Aim of the exercise:
Update the RBNZ rate report, everything from "WELLINGTON, April 14" down to "the COVID-19 pandemic.", by replacing "Wednesday" with "Tuesday".

Source document:
********

* RBNZ official cash rate held at 0.25%, as expected
* QE, funding for lending maintained
* RBNZ says impact of new housing rules to be observed (Adds details, analyst comment)
WELLINGTON, April 14 (Reuters) – New Zealand’s central bank left all its current policy settings unchanged on Wednesday, saying monetary stimulus should continue to ensure its inflation and employment targets are met.
The Reserve Bank of New Zealand (RBNZ) also said it needed time to observe the impact of new housing market measures and a gradual revival in tourism on its recovering economy.
It kept the official cash rate (OCR) at a record low of 0.25%, while also continuing the NZ$100 billion ($70.55 billion) quantitative easing and Funding for Lending Programme (FLP) tools, both introduced last year to support a market hit by the COVID-19 pandemic.
“There was no reason for the RBNZ to deviate today from its ‘wait and see’ and ‘least regrets’ strategy, nor to set out to influence market pricing for OCR hikes, with the market on-board with the RBNZ’s message that tightening remains a distant prospect,” said Sharon Zollner, chief economist at ANZ.
The central bank had cut its cash rate by 75 basis points in March last year and pledged to keep it unchanged for 12 months, while also introducing quantitative easing to support the economy. A Reuters poll had expected the RBNZ to hold rates and keep other easing tools unchanged.
RBNZ said inflation will spike in the near term, even exceed the 2% target midpoint due to supply chain disruptions and rising oil prices, but this will be temporary.
It reiterated that the outlook still remains “highly uncertain” and that meeting its targets will necessitate considerable time and patience.
“The Committee agreed that medium-term inflation and employment would likely remain below its remit targets in the absence of prolonged monetary stimulus,” RBNZ said.
Business sentiment has been waning in recent months despite a remarkable rebound in economic activity after the COVID-19 lockdowns, and the economy contracted in the last quarter of 2020.
But these downsides were offset by the improving global outlook, and the return of Australian tourists to New Zealand next week through a COVID-19 ‘travel bubble’ arrangement.
The government, under pressure to cool a red-hot housing market, also introduced a raft of measures in March slugging investors with new taxes.
RBNZ’s committee said the housing measures are likely to dampen price growth but the extent of the effect will take time to be observed.
It acknowledged that the stimulatory monetary policy played a role in lifting house prices, along with other factors.
The government last year tasked the central bank with considering the impact its monetary and financial policy decisions have on housing prices, a move to help calm the heated market.

********

Referring expression pointing data:
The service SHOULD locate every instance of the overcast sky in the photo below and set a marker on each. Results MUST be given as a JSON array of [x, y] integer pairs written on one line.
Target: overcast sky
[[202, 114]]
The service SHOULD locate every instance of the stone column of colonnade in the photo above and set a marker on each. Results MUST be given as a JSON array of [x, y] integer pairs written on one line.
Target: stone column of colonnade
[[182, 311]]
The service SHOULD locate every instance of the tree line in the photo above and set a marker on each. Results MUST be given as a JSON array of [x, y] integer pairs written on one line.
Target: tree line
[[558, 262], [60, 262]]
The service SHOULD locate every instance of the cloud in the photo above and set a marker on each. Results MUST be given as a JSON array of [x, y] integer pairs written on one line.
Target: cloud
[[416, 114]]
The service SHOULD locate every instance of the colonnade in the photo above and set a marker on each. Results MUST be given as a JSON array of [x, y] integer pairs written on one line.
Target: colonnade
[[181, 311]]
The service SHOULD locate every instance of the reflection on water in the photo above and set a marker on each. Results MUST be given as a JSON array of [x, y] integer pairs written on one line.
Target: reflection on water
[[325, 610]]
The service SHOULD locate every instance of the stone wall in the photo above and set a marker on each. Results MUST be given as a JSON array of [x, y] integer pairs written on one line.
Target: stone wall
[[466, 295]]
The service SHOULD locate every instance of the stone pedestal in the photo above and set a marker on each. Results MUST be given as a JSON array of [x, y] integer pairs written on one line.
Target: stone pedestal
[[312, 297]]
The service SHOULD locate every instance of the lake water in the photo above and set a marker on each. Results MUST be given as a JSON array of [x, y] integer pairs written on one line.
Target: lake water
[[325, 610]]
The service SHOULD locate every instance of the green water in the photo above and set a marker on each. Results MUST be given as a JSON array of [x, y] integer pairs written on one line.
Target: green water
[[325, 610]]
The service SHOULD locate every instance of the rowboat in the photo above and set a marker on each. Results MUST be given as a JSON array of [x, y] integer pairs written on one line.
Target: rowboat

********

Result of the task:
WELLINGTON, April 14 (Reuters) – New Zealand’s central bank left all its current policy settings unchanged on Tuesday, saying monetary stimulus should continue to ensure its inflation and employment targets are met.
The Reserve Bank of New Zealand (RBNZ) also said it needed time to observe the impact of new housing market measures and a gradual revival in tourism on its recovering economy.
It kept the official cash rate (OCR) at a record low of 0.25%, while also continuing the NZ$100 billion ($70.55 billion) quantitative easing and Funding for Lending Programme (FLP) tools, both introduced last year to support a market hit by the COVID-19 pandemic.